Extracted information -
####

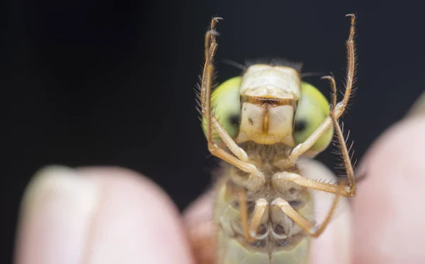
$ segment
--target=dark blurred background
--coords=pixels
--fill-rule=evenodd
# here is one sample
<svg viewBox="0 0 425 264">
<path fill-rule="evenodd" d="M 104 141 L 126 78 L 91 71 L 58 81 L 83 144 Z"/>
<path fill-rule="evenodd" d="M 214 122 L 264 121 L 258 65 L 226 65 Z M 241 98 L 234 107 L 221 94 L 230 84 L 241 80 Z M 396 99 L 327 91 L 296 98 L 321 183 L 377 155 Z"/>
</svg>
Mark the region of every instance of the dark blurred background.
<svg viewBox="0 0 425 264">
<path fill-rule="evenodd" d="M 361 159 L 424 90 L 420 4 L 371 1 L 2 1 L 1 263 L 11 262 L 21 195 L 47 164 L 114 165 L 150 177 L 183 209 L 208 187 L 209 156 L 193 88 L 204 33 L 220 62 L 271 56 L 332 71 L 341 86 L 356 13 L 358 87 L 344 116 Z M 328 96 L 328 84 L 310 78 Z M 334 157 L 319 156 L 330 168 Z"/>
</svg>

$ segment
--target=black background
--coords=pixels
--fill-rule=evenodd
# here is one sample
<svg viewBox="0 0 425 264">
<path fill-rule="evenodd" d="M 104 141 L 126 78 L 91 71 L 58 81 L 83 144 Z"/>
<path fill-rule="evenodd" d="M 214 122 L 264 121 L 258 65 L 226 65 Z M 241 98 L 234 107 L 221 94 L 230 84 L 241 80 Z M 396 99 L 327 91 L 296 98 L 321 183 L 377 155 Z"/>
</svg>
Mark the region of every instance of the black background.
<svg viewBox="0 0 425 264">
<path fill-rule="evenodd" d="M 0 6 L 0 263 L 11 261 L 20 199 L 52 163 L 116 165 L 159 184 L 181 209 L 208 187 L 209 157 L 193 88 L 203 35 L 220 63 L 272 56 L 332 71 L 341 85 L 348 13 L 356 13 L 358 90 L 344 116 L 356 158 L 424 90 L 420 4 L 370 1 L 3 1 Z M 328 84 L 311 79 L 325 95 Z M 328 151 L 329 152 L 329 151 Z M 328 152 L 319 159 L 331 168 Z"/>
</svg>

####

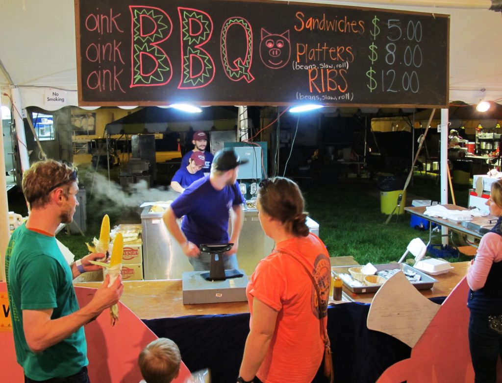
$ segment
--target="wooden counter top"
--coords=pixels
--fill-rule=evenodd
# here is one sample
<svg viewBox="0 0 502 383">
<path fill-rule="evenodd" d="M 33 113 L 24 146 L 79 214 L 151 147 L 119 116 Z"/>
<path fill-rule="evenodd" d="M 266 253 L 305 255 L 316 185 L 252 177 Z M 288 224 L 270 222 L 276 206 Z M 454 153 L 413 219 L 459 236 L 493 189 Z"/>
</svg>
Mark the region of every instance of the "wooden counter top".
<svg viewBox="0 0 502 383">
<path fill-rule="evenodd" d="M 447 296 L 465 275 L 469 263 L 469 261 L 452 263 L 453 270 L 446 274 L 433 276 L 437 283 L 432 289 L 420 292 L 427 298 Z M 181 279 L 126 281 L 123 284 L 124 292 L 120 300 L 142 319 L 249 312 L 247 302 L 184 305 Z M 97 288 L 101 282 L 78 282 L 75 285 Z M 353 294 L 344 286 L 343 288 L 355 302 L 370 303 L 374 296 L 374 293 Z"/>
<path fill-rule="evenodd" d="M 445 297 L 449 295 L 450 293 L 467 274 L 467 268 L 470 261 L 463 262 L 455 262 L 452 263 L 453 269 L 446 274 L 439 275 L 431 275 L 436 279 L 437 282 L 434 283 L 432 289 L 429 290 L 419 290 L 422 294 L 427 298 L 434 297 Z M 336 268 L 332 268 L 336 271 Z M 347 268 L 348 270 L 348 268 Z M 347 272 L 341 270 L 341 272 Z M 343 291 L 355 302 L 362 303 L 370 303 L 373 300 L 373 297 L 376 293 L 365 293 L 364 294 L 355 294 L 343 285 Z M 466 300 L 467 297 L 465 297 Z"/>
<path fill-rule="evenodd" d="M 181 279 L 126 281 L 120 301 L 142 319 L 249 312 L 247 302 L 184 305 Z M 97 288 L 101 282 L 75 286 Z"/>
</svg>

####

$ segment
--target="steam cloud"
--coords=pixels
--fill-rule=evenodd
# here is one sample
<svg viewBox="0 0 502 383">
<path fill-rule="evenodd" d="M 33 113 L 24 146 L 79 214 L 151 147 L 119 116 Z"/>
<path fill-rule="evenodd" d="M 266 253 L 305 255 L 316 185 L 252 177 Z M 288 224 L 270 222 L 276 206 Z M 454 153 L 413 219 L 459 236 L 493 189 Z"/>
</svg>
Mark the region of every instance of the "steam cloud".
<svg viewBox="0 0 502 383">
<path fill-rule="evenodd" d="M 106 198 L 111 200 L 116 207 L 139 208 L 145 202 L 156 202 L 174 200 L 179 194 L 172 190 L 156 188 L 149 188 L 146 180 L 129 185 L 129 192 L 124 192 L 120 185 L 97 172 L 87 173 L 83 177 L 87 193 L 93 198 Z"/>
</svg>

####

Which lines in the entries contain the word "background"? Copy each one.

--target=dark blurred background
Mark the region of every instance of the dark blurred background.
--target=black background
Mark the region of every instance of the black background.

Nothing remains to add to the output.